Please reproduce all of the rows that follow, word for word and unchanged.

__Collected data entries__

########################################

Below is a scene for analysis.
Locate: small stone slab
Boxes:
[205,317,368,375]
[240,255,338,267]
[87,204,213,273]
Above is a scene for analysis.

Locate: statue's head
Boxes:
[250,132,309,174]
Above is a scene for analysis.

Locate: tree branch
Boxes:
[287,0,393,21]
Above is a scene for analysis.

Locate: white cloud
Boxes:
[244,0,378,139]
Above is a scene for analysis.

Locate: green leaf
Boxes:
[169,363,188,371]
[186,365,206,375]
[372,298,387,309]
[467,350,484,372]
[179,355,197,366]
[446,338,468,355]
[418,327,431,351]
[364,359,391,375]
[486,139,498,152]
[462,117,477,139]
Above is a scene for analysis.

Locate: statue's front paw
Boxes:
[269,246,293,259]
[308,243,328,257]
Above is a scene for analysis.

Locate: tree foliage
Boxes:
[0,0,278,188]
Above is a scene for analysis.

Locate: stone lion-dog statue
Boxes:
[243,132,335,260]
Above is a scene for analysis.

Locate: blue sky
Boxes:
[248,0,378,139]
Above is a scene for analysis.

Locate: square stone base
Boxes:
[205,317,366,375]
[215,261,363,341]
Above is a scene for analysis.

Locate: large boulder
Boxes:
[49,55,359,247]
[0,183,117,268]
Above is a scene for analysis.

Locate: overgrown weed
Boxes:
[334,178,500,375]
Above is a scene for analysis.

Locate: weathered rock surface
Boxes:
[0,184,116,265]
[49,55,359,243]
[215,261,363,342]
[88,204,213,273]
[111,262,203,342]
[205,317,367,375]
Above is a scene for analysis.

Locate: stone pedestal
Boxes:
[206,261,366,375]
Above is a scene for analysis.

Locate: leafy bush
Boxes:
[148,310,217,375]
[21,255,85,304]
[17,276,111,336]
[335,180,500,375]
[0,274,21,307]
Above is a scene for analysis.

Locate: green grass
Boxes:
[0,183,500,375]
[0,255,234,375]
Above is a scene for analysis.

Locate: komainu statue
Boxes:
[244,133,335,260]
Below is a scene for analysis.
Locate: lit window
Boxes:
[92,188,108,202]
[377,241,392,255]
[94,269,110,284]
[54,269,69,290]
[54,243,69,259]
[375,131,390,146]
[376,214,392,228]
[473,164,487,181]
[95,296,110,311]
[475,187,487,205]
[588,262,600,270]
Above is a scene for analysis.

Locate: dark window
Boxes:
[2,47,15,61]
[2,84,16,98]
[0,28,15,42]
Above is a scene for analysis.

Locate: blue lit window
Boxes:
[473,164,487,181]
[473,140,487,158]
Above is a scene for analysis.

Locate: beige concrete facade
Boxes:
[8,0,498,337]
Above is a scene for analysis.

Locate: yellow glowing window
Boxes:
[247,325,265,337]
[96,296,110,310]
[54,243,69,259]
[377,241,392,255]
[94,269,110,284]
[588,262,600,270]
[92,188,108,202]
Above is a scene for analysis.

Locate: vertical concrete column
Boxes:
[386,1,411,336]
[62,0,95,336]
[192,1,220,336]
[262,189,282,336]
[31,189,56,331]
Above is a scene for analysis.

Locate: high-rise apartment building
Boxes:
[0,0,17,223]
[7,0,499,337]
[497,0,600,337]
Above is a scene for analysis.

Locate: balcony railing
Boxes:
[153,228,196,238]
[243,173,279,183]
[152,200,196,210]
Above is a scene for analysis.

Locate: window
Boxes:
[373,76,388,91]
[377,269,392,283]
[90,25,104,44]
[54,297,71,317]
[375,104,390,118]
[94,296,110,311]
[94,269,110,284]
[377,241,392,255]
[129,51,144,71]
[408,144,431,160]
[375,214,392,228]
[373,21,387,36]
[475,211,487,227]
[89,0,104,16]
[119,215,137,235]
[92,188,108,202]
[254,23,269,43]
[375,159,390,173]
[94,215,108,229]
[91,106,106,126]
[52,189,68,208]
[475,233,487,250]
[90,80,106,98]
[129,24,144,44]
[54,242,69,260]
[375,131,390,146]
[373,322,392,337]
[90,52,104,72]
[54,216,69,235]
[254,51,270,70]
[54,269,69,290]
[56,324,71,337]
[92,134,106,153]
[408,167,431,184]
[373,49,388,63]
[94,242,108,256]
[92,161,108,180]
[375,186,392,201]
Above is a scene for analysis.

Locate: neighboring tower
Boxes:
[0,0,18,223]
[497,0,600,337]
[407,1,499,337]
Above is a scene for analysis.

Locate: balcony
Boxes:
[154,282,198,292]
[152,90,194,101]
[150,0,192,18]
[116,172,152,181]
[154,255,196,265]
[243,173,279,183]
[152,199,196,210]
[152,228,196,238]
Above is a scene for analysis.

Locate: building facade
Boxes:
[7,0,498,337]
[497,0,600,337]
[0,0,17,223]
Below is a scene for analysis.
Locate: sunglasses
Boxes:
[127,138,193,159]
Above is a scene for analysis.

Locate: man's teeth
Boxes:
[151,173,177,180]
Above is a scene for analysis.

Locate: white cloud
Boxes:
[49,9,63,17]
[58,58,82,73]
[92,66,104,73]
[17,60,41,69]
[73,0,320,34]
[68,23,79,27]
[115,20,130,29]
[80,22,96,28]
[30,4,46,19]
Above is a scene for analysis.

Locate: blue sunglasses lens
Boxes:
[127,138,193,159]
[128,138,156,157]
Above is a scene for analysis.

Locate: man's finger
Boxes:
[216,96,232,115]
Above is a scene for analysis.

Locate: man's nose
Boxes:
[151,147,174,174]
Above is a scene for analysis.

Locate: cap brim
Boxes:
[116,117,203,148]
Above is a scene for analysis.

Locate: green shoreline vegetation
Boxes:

########################################

__Task answer__
Below is a scene for analysis.
Locate: small stone slab
Boxes:
[205,317,368,375]
[240,255,338,267]
[87,204,213,273]
Above is a scene for analysis.

Locate: statue's head
Boxes:
[250,132,309,174]
Above is a scene for analysis.

Locate: tree branch
Boxes:
[287,0,393,21]
Above is a scene for analysis.

Locate: white cloud
Boxes:
[244,0,378,139]
Above is a scene for analysis.

Locate: green leaf
Boxes:
[169,363,188,371]
[186,365,206,375]
[372,298,387,309]
[467,350,484,372]
[179,355,197,366]
[446,338,468,355]
[418,327,431,351]
[364,359,391,375]
[486,139,498,152]
[462,117,477,139]
Above is a scene for analysis.

Locate: statue's front paw
Boxes:
[269,246,293,259]
[308,243,328,257]
Above is a scene for analysis.

Locate: tree foliage
Boxes:
[0,0,278,188]
Above is a scene for analysis.

Locate: stone lion-dog statue
Boxes:
[243,132,335,260]
Above is a scene for analysis.

Locate: blue sky
Boxes:
[248,0,378,139]
Above is a scene for analysis.

Locate: square stone base
Boxes:
[205,317,366,375]
[215,261,363,341]
Above is a scene for analysis.

Locate: large boulder
Boxes:
[49,55,359,247]
[0,183,117,268]
Above is a scene for analysis.

Locate: overgrown weed
Boxes:
[334,178,500,375]
Above is a scene for analysis.

Locate: weathered rock surface
Boxes:
[0,184,116,265]
[49,55,359,243]
[215,261,363,342]
[88,204,213,273]
[111,262,203,342]
[205,317,367,375]
Above is a scene for analysis.

Locate: stone pedestal
Boxes:
[206,261,366,375]
Above is a scene for analysis.

Locate: leafy bush
Boxes:
[148,310,217,375]
[21,255,85,304]
[17,276,111,336]
[335,180,500,375]
[0,274,21,307]
Above is a scene for analysis.

Locate: green grass
Boxes:
[0,183,500,375]
[0,255,234,375]
Above is a scene for analysis.

Locate: komainu statue
Boxes:
[244,133,335,260]
Below is a scene for analysis.
Locate: lit window
Boxes:
[92,188,108,202]
[377,241,392,255]
[94,269,110,284]
[54,269,69,290]
[54,243,69,259]
[375,131,390,146]
[376,214,392,228]
[473,164,487,181]
[95,296,110,311]
[475,187,487,205]
[588,262,600,270]
Above is a scene for analysis.

Locate: dark window
Boxes:
[2,47,15,61]
[2,84,16,98]
[0,28,15,42]
Above is a scene for analysis.

Locate: blue lit window
Boxes:
[473,164,487,181]
[473,140,487,158]
Above is a scene for analysis.

Locate: beige concrete facade
Boxes:
[8,0,498,337]
Above is a scene for analysis.

Locate: yellow glowing window
Boxes:
[247,325,265,337]
[96,296,110,310]
[54,243,69,259]
[377,241,392,255]
[94,269,110,284]
[588,262,600,270]
[92,188,108,202]
Above is a scene for analysis.

Locate: vertical concrete column
Boxes:
[386,1,411,336]
[62,0,95,336]
[192,1,220,336]
[262,189,282,336]
[31,189,56,331]
Above is a scene for analysis.

Locate: high-rise apartment building
Boxes:
[0,0,17,223]
[7,0,499,337]
[497,0,600,337]
Above is a scene for analysis.

Locate: balcony railing
Boxes:
[153,228,196,238]
[243,173,279,183]
[152,200,196,210]
Above is a scene for analysis.

Locate: window
Boxes:
[373,76,388,91]
[377,269,392,283]
[90,25,104,44]
[54,297,71,317]
[375,104,390,118]
[94,296,110,311]
[94,269,110,284]
[377,241,392,255]
[129,51,144,71]
[408,144,431,160]
[375,214,392,228]
[373,21,387,36]
[475,211,487,227]
[89,0,104,16]
[119,215,137,235]
[92,188,108,202]
[254,23,269,43]
[375,159,390,173]
[94,215,108,229]
[91,106,106,126]
[52,189,68,208]
[475,233,487,250]
[90,80,106,98]
[129,24,144,44]
[54,242,69,260]
[375,131,390,146]
[373,322,392,337]
[90,52,104,72]
[54,216,69,235]
[254,51,270,70]
[54,269,69,290]
[56,324,71,337]
[92,134,106,153]
[408,167,431,184]
[373,49,388,63]
[94,242,108,256]
[92,161,108,180]
[375,186,392,201]
Above is a scene for analysis.

Locate: neighboring tower
Boxes:
[0,0,18,223]
[497,0,600,337]
[407,1,499,337]
Above is a scene for analysis.

Locate: balcony
Boxes:
[154,282,198,292]
[152,90,194,101]
[150,0,192,18]
[116,172,152,181]
[154,255,196,265]
[243,173,279,183]
[152,199,196,210]
[152,228,196,238]
Above is a scene for analysis.

Locate: building facade
Boxes:
[7,0,498,337]
[497,0,600,337]
[0,0,17,223]
Below is a scene for analysis.
Locate: sunglasses
Boxes:
[127,138,193,159]
Above is a scene for analysis.

Locate: man's teeth
Boxes:
[151,173,177,180]
Above is a scene for analysis.

Locate: white cloud
Boxes:
[49,9,63,17]
[58,58,82,73]
[92,66,104,73]
[17,60,41,69]
[73,0,320,34]
[68,23,79,27]
[115,20,130,29]
[80,22,96,28]
[30,4,46,19]
Above is a scene for analysis.

Locate: blue sunglasses lens
Boxes:
[127,138,193,159]
[128,138,156,157]
Above is a scene for analysis.

Locate: man's finger
Boxes:
[216,96,232,115]
Above is a scene for analysis.

Locate: man's nose
Boxes:
[151,147,174,174]
Above is a scene for analysis.

Locate: cap brim
Boxes:
[116,117,203,148]
Above is a scene for analysis.

Locate: green shoreline vegetation
Boxes:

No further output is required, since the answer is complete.